Supernova Dust Factories

Figure 3. Herschel (red) and Hubble (blue) composite image of the Crab Nebula. Credit: ESA/Herschel/PACS/MESS Key Programme Supernova Remnant Team; NASA, ESA and Allison Loll/Jeff Hester (Arizona State University)

Stars more than eight times heavier than the Sun are known to enrich galaxies with heavy elements. Near the end of their relatively short lives they eject material in intense winds, sometimes with speeds up to 4 million mph. The enigmatic star eta Carinae is thought to have lost over 80 times the mass of our Sun in the last 1,000 years in the form of gas and dust. Supernovae and their remnants may also be important at polluting galaxies with lots of dust and could be an important place for forming molecules but this is still a controversial topic.

As part of a guaranteed time programme with Herschel, we searched for the tell-tale light shone by dust grains in the historical galactic supernova remnants: Cas A (Figure 1), Tycho (Figure 2), Kepler and the Crab Nebula (Figure 3). This led to the discovery of a new cool dust component in the core-collapse SNe Cassiopeia A (about 30,000 Earth’s worth of dust) led by Mike Barlow (Barlow et al 2010).

Lines of data
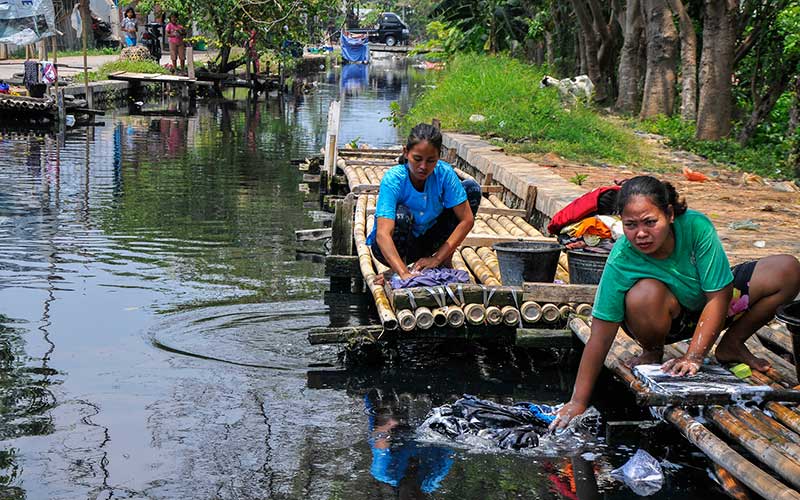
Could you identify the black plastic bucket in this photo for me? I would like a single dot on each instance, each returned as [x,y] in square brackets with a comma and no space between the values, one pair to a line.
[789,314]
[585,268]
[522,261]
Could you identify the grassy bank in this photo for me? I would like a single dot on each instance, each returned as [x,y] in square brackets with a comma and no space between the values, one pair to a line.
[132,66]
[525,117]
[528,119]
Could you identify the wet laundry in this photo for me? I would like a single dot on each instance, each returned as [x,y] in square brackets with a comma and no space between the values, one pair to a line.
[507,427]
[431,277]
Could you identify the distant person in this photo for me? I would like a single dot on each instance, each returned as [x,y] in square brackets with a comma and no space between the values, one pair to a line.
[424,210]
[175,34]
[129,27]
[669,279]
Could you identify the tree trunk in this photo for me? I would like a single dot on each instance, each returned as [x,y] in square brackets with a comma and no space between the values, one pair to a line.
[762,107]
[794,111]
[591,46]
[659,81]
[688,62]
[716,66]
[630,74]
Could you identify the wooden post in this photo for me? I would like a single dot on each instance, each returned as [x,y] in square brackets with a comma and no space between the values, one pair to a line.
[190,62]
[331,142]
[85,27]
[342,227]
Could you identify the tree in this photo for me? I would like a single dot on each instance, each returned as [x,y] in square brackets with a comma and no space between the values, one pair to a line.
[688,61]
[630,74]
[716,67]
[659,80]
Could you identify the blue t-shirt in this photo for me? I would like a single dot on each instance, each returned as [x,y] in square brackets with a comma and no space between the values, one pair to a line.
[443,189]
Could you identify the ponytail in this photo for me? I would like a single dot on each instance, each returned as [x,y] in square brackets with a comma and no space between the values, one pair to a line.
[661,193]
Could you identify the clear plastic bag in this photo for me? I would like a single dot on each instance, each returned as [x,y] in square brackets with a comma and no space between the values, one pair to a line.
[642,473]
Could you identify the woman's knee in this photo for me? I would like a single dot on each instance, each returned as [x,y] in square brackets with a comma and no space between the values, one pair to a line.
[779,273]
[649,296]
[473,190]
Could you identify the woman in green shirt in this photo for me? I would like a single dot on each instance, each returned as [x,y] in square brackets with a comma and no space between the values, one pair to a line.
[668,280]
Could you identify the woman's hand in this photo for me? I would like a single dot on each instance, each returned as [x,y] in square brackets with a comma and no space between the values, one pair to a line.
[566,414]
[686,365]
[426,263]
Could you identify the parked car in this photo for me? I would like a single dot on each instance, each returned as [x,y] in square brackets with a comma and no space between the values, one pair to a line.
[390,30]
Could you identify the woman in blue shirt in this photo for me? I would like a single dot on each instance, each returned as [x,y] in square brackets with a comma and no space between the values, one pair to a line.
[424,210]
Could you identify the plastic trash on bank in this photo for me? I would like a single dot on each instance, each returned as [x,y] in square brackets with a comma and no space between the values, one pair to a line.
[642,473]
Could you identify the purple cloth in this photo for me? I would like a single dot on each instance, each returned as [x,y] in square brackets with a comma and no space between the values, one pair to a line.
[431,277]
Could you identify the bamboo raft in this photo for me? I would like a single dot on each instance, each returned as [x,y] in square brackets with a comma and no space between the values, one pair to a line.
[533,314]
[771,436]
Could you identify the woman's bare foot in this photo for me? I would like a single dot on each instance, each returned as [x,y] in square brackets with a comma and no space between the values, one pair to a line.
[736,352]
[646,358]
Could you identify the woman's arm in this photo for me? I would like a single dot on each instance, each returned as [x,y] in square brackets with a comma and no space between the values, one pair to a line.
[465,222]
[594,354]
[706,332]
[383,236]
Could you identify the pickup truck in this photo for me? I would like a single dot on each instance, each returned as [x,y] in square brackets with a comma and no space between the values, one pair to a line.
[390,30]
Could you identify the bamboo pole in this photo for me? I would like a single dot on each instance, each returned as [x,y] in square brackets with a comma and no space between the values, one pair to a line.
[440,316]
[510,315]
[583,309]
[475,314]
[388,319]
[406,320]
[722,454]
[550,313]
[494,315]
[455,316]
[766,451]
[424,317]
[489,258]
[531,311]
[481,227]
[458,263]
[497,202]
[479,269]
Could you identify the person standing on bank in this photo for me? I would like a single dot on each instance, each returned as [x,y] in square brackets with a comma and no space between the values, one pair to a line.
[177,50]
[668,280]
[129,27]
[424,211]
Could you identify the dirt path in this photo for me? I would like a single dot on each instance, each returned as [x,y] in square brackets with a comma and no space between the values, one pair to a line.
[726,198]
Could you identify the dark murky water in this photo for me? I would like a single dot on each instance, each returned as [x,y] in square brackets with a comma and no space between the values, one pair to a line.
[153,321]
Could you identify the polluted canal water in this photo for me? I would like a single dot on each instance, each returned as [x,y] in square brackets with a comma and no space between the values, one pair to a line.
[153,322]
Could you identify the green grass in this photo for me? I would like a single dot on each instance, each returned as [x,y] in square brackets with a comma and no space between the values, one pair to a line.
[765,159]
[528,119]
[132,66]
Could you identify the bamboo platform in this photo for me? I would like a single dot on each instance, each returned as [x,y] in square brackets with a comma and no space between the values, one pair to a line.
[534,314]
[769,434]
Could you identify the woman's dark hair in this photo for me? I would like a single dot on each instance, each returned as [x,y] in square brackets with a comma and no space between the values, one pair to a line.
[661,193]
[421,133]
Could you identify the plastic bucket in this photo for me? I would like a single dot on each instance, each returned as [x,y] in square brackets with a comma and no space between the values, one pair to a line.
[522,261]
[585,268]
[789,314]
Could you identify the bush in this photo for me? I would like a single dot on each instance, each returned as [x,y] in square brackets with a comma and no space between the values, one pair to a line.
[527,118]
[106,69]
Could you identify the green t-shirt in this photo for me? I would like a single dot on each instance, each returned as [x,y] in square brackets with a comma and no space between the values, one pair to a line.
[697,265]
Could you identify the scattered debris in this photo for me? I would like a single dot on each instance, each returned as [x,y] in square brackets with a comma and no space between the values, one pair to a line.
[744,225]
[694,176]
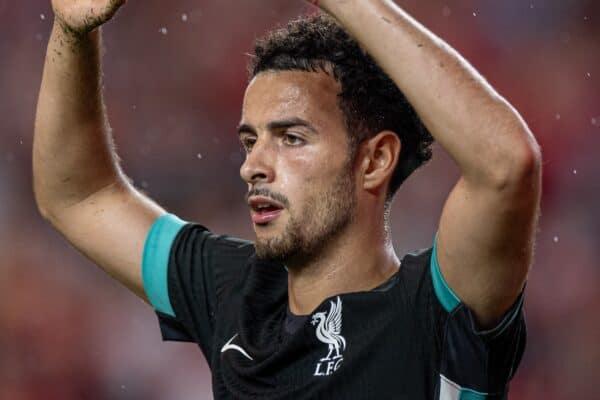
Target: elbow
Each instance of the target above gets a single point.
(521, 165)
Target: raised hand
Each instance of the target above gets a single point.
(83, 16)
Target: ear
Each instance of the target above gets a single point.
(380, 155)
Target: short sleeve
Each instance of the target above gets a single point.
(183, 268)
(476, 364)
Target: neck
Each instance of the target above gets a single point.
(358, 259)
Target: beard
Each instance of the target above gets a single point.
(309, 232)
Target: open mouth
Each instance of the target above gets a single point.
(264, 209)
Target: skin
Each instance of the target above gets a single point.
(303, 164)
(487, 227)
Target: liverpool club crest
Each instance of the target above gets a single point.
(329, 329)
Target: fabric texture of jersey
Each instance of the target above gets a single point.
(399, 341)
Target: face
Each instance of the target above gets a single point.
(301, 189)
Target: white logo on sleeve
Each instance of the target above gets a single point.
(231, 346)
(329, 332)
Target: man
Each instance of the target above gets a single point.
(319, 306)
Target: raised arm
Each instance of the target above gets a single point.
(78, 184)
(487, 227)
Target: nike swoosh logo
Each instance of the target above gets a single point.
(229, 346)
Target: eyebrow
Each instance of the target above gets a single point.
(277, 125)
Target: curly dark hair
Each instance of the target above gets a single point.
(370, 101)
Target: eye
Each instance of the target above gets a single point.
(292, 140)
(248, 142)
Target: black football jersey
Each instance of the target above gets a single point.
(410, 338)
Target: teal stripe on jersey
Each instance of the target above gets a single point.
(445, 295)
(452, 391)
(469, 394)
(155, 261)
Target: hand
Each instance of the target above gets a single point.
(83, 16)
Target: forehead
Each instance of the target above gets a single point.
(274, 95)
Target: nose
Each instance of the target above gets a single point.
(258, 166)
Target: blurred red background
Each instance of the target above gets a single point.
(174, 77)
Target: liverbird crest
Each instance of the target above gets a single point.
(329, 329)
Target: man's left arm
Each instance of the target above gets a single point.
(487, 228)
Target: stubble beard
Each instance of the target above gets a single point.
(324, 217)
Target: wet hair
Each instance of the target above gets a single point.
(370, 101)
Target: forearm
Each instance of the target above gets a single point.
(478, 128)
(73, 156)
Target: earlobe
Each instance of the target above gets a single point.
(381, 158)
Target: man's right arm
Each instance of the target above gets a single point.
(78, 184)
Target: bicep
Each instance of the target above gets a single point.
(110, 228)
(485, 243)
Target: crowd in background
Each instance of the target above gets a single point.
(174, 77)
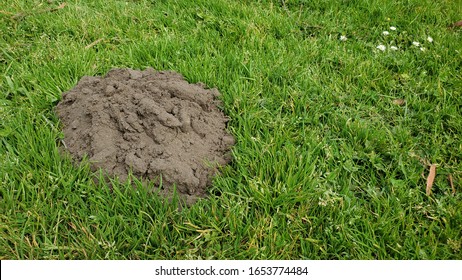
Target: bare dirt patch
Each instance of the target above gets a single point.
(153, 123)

...

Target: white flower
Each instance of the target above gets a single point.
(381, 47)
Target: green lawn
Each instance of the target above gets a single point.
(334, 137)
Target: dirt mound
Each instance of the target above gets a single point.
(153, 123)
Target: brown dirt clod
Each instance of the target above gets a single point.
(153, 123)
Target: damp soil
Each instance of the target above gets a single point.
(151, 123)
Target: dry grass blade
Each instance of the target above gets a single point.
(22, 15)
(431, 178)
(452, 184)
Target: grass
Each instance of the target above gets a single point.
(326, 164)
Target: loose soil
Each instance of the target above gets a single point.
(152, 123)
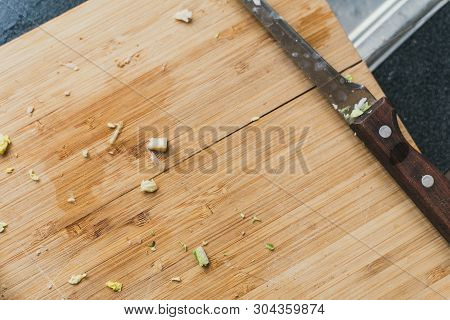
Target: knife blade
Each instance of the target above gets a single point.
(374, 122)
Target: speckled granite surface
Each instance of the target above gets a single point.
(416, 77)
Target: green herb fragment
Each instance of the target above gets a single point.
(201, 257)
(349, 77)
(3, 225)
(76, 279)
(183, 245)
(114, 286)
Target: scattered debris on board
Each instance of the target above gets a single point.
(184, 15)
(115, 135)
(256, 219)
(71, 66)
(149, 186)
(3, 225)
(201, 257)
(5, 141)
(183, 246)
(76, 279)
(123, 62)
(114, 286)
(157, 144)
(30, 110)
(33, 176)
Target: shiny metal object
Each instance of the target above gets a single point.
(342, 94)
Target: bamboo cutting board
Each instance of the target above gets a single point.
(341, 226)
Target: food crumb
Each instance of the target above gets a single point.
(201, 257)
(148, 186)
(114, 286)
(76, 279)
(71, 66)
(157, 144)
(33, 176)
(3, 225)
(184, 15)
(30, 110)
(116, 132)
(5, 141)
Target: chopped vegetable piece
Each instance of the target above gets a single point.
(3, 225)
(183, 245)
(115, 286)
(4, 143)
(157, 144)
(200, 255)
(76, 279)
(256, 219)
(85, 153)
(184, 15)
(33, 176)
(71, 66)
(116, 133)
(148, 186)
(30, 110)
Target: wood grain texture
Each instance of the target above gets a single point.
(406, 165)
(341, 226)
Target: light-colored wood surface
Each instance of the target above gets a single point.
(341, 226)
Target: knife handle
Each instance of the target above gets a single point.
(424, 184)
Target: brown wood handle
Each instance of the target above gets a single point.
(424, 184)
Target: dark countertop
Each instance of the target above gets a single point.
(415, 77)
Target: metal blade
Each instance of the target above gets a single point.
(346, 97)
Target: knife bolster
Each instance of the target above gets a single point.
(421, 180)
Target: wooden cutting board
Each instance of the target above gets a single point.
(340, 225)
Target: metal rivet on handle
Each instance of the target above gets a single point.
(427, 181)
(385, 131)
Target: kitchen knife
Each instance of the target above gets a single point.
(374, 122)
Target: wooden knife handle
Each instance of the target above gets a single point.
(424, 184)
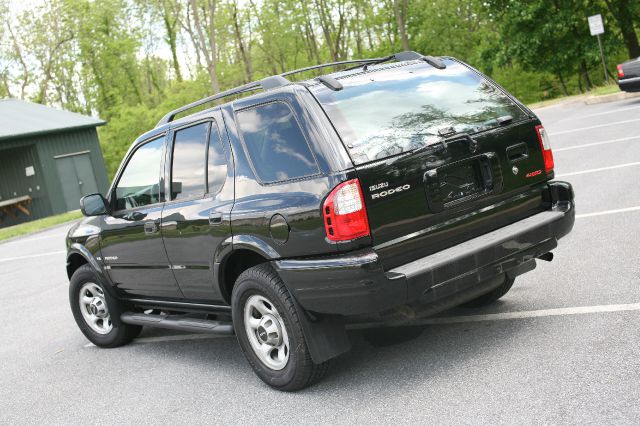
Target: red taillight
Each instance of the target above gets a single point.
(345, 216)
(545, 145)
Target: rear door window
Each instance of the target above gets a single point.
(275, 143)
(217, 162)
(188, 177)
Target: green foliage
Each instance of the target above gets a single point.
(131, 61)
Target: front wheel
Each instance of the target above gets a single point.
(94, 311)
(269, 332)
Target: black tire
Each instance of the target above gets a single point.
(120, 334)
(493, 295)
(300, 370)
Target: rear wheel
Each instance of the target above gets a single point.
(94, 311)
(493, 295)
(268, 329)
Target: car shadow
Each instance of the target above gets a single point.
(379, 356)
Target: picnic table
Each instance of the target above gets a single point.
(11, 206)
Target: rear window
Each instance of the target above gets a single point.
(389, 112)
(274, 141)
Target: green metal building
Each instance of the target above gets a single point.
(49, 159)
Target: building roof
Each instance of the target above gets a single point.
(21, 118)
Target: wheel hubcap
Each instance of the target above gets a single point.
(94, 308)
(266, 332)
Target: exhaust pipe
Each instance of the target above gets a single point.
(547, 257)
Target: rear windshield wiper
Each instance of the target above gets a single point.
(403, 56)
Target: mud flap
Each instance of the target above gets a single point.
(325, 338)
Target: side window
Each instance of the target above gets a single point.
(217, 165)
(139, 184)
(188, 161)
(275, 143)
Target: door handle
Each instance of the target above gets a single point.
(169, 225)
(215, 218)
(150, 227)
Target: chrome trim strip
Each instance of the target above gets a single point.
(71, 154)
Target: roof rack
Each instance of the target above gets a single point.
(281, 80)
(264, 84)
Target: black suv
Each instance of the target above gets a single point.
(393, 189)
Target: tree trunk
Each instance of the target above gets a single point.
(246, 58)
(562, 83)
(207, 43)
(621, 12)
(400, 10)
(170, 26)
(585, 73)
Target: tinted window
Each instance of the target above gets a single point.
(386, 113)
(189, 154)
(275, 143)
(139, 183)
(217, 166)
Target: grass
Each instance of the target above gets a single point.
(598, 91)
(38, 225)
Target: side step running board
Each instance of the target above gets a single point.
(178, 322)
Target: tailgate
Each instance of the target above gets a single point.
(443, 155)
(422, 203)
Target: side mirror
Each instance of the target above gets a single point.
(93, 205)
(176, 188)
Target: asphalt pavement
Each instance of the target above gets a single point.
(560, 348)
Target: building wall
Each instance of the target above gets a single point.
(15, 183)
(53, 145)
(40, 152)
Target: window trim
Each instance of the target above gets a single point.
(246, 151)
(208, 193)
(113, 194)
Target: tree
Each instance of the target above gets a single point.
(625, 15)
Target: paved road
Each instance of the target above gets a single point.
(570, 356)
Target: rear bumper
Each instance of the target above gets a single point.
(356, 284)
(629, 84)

--

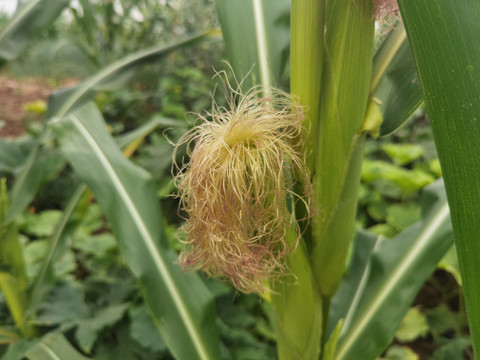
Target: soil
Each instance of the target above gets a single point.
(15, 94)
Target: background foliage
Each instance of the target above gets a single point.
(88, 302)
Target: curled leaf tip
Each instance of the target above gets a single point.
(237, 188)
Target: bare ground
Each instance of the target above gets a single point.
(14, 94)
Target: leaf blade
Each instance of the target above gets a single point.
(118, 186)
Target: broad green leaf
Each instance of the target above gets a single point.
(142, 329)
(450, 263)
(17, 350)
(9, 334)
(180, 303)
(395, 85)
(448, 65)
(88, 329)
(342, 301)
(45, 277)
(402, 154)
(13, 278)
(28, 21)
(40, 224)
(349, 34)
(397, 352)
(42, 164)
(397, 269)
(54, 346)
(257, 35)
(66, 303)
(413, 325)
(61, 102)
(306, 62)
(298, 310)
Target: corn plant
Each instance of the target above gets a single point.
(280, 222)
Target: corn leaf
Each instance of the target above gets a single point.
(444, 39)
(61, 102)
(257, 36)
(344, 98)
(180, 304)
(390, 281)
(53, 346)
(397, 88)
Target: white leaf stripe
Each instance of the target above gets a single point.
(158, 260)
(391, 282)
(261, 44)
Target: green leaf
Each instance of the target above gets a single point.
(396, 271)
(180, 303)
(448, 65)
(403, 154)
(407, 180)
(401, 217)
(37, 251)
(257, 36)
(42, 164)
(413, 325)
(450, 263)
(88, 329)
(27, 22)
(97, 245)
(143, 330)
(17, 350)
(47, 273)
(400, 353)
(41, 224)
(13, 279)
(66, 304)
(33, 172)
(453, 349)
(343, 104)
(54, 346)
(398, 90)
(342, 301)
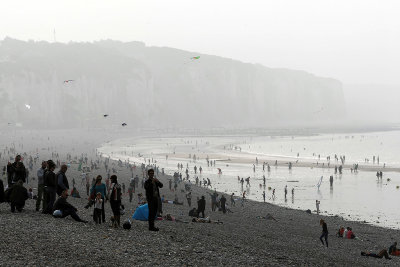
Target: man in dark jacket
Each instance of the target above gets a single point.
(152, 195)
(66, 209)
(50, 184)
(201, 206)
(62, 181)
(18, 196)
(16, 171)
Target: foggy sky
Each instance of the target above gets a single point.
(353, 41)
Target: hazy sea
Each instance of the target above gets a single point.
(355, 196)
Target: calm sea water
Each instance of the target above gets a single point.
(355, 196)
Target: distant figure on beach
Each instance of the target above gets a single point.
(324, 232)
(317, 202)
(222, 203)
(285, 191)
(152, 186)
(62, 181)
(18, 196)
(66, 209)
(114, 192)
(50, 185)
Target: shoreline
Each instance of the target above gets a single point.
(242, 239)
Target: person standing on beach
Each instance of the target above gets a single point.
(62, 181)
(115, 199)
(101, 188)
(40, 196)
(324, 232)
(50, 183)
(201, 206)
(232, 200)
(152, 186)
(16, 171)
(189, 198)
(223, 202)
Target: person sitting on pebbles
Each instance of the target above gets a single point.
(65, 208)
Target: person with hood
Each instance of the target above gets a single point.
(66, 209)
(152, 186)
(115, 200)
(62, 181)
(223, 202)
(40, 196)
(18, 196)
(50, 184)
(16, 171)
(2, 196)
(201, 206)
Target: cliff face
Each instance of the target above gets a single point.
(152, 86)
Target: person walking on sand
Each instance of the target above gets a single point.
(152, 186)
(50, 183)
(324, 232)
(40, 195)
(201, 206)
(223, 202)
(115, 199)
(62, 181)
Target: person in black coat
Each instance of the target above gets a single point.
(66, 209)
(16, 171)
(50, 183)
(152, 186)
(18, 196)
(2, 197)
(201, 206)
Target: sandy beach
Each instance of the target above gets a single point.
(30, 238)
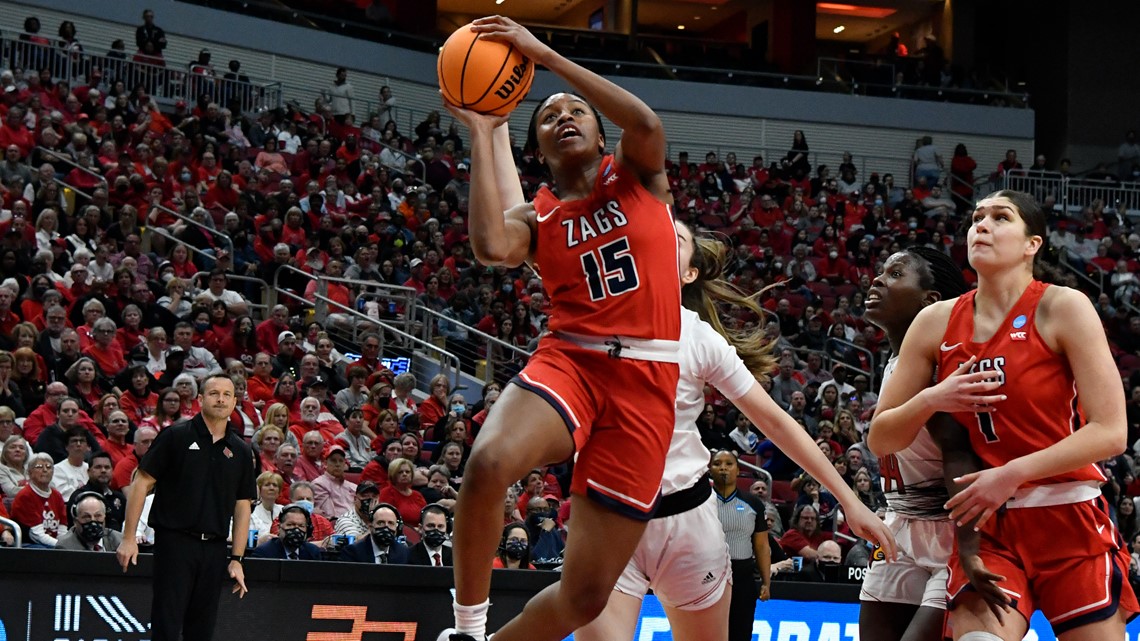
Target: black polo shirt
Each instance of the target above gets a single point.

Challenge:
Can you output the part of the supernova dust text from "Figure 3. Herschel" to "a controversial topic.", word for word?

Exercise solution:
Figure 3. Herschel (red) and Hubble (blue) composite image of the Crab Nebula. Credit: ESA/Herschel/PACS/MESS Key Programme Supernova Remnant Team; NASA, ESA and Allison Loll/Jeff Hester (Arizona State University)

Stars more than eight times heavier than the Sun are known to enrich galaxies with heavy elements. Near the end of their relatively short lives they eject material in intense winds, sometimes with speeds up to 4 million mph. The enigmatic star eta Carinae is thought to have lost over 80 times the mass of our Sun in the last 1,000 years in the form of gas and dust. Supernovae and their remnants may also be important at polluting galaxies with lots of dust and could be an important place for forming molecules but this is still a controversial topic.